### What is needed
Convert the entries below into a numbered list, starting at the line with "gate. Keep to one point per instance." and running through the final line of the entries, both ends included. Use only those lines and omit any blank ones.

Named object pointing entries:
* * * * *
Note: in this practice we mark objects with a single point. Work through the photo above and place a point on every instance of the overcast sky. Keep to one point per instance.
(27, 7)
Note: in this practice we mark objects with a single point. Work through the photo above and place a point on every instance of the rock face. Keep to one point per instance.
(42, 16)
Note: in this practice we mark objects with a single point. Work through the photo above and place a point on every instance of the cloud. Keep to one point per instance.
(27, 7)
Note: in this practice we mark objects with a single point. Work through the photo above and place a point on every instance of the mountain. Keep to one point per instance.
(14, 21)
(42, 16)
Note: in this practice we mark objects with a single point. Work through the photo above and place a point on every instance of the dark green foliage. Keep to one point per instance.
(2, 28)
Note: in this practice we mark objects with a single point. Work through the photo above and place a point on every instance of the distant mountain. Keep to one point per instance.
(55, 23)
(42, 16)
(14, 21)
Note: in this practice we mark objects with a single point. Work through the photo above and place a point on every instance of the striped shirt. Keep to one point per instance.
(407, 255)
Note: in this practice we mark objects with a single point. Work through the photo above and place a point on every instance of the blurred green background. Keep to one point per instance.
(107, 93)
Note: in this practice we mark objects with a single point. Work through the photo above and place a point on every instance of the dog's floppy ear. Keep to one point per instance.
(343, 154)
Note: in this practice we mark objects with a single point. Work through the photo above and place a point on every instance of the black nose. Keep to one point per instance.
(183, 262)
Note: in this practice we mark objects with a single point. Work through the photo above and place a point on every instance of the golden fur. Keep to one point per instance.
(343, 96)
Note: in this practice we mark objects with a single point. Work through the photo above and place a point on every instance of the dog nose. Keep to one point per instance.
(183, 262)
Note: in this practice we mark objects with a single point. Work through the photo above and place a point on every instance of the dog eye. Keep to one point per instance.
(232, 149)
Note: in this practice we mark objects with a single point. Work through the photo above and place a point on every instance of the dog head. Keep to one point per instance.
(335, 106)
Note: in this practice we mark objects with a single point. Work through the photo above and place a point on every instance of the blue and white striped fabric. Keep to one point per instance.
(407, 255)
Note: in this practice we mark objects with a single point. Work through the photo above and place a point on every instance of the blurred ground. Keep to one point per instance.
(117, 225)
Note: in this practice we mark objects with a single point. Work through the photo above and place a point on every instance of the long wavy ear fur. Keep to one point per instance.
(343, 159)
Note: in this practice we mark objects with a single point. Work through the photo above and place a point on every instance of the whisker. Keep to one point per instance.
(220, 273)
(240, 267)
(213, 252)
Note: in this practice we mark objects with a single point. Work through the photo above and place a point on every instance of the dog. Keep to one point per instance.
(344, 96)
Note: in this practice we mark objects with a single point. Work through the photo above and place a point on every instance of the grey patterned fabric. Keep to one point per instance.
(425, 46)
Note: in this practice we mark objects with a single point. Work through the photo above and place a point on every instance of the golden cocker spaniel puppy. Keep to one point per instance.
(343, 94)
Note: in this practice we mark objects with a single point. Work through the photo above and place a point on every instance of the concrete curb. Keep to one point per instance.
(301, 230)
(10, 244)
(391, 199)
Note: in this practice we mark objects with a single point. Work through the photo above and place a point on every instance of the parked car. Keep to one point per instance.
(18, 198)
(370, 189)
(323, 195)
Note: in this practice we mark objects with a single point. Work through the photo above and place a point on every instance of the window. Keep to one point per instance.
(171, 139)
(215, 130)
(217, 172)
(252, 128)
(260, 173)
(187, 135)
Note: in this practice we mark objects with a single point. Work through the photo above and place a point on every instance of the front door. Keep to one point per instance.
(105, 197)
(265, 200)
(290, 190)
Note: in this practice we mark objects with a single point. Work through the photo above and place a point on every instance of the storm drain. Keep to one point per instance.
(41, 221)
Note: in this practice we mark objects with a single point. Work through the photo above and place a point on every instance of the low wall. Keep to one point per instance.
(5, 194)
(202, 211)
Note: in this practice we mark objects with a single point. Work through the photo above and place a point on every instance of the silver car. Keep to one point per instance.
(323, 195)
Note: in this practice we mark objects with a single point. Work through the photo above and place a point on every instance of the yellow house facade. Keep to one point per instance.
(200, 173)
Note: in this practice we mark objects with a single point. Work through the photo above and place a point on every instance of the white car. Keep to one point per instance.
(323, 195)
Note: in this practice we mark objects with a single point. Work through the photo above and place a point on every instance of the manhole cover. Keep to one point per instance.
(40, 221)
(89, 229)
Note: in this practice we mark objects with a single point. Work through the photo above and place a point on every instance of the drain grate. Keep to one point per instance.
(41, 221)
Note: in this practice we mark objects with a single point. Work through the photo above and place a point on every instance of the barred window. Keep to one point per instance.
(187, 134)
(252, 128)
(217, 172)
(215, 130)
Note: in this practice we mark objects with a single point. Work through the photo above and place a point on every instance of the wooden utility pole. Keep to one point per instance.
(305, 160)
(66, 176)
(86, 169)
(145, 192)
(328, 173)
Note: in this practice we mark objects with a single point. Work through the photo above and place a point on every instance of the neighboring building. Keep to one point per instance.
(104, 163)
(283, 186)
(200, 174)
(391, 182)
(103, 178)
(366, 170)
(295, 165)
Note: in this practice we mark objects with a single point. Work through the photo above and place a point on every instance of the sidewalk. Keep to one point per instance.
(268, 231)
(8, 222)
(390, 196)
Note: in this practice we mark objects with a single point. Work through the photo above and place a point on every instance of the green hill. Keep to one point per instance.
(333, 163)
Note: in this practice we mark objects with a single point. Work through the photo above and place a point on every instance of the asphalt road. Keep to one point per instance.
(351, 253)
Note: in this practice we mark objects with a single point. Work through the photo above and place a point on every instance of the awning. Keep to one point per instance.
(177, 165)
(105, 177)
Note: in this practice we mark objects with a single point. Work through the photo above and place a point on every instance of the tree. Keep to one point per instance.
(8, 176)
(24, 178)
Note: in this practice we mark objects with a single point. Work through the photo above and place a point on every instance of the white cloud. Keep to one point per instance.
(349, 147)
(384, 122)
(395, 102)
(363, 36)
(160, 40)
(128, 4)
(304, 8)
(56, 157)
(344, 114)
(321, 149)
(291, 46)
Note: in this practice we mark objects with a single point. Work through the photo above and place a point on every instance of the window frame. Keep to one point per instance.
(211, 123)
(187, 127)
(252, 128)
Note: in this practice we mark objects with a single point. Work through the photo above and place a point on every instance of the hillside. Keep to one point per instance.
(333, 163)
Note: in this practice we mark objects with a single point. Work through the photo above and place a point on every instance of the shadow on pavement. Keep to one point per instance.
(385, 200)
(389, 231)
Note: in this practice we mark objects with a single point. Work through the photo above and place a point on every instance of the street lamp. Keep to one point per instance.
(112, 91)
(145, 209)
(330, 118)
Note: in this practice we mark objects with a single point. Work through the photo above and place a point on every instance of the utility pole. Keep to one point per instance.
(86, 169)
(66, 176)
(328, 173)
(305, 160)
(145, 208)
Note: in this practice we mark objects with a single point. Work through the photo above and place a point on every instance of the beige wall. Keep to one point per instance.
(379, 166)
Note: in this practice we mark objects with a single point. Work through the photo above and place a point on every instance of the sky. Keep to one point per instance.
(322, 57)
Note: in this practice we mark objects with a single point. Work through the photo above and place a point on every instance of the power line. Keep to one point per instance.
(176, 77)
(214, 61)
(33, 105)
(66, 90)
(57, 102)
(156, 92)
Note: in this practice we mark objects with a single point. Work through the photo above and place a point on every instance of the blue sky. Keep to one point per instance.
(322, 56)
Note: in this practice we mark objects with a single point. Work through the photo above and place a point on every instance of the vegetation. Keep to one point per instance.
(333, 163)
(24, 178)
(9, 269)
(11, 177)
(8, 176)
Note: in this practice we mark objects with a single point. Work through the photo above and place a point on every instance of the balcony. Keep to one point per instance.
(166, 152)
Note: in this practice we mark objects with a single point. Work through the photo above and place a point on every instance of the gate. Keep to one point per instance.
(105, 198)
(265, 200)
* * * * *
### Result
1. Note: in this practice we mark objects with a single point. Work through the photo above and place a point on every instance of the gate. Keep to one point per instance.
2. (105, 198)
3. (265, 200)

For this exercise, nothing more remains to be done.